— Directions —
[a] In the article on the anti-heroin/HIV vaccine award, in what year was WRAIR founded, and under what name?
[b] From the article on the anti-heroin/HIV vaccine award, return everything from "The proposal stems" down to "research and development.", word for word.

— Exercise passage —
---------------

Matyas proposes to develop an effective, safe, and easily manufactured combination anti-heroin/human immunodeficiency virus (HIV) vaccine that could treat heroin addiction while also preventing HIV infection in those receiving the vaccine. Matyas will receive $1 million per year for five years to support his research. He is a U.S. Army civilian at WRAIR in Silver Spring, MD. NIDA, part of the National Institutes of Health, announced the award July 25 as part of its Avant-Garde Award Program for HIV/AIDS Research.

“This highly innovative dual-vaccine model would simultaneously address the intertwined epidemics of heroin abuse and HIV,” said NIDA Director Dr. Nora D. Volkow. “This is precisely the type of groundbreaking research NIDA’s Avant-Garde program was designed to support. The implications for public health are enormous.”

The proposal stems from an existing research collaboration between NIDA and WRAIR’s U.S. Military HIV Research Program, which is supported by the Henry M. Jackson Foundation for the Advancement of Military Medicine. In 2010, the two organizations entered into an agreement to create a combination anti-heroin/HIV vaccine. The goal was to build upon previous preclinical research indicating that hapten-based anti-drug vaccines—in which a small molecule chemically similar to a drug of abuse (hapten) is bound to a protein carrier to induce an immune response—showed promise against a variety of abused drugs, including heroin.

As a result of this collaboration, a combination candidate anti-heroin/HIV vaccine has been created that is ready for optimization and advanced preclinical testing. The grant award will support this next phase of research and development.

“Heroin use is strongly associated with a high risk of HIV infection and represents an increasingly important worldwide health problem,” said Matyas. “The possibility of creating a combination heroin/HIV vaccine provides an important opportunity to address both a unique treatment for heroin abuse as well as continuing the quest to develop an effective preventive HIV vaccine.”

Founded in 1893 as the Army Medical School, WRAIR now comprises two Centers of Excellence, the Center for Infectious Disease Research (CIDR) and the Center for Military Psychiatry and Neuroscience (CMPN). HIV, malaria, dengue, diarrheal diseases, and wound infections are some of the diseases under study at CIDR. CMPN performs research in the areas of brain injury, neuroprotection, sleep management, and post-traumatic stress.

---------------

— Provided data —
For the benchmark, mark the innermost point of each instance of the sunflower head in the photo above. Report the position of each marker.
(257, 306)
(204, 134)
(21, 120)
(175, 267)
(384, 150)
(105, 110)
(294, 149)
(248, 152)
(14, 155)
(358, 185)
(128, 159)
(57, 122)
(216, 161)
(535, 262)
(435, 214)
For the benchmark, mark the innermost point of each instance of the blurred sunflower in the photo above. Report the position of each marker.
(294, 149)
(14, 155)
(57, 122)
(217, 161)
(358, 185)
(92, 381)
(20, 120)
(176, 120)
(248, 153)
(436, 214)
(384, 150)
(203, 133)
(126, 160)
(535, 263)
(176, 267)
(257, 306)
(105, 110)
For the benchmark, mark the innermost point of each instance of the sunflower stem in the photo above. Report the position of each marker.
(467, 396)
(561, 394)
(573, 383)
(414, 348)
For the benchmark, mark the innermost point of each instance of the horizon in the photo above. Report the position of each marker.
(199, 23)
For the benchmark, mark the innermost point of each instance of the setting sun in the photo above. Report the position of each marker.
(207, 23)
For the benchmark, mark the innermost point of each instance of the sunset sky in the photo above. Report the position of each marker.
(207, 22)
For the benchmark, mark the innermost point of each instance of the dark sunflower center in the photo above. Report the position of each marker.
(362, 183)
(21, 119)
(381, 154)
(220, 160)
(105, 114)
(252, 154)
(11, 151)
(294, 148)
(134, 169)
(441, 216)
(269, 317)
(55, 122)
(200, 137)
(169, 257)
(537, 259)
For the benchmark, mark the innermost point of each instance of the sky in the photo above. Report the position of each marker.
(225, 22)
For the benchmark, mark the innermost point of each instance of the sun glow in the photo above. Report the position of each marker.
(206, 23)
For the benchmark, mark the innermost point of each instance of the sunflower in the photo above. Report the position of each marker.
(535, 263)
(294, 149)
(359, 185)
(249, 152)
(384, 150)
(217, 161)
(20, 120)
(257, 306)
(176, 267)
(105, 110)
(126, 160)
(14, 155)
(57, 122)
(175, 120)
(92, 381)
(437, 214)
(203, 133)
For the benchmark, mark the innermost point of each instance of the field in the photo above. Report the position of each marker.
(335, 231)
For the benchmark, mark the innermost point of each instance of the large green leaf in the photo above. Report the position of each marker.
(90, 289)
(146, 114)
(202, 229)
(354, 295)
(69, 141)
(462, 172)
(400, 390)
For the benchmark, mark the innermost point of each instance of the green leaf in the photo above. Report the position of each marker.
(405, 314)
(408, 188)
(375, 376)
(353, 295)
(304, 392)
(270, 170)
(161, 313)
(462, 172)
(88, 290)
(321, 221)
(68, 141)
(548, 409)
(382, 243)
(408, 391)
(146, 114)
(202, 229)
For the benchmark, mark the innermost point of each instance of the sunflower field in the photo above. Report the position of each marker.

---------------

— Answers in order —
[a] WRAIR was founded in 1893 as the Army Medical School.

[b]
The proposal stems from an existing research collaboration between NIDA and WRAIR’s U.S. Military HIV Research Program, which is supported by the Henry M. Jackson Foundation for the Advancement of Military Medicine. In 2010, the two organizations entered into an agreement to create a combination anti-heroin/HIV vaccine. The goal was to build upon previous preclinical research indicating that hapten-based anti-drug vaccines—in which a small molecule chemically similar to a drug of abuse (hapten) is bound to a protein carrier to induce an immune response—showed promise against a variety of abused drugs, including heroin.

As a result of this collaboration, a combination candidate anti-heroin/HIV vaccine has been created that is ready for optimization and advanced preclinical testing. The grant award will support this next phase of research and development.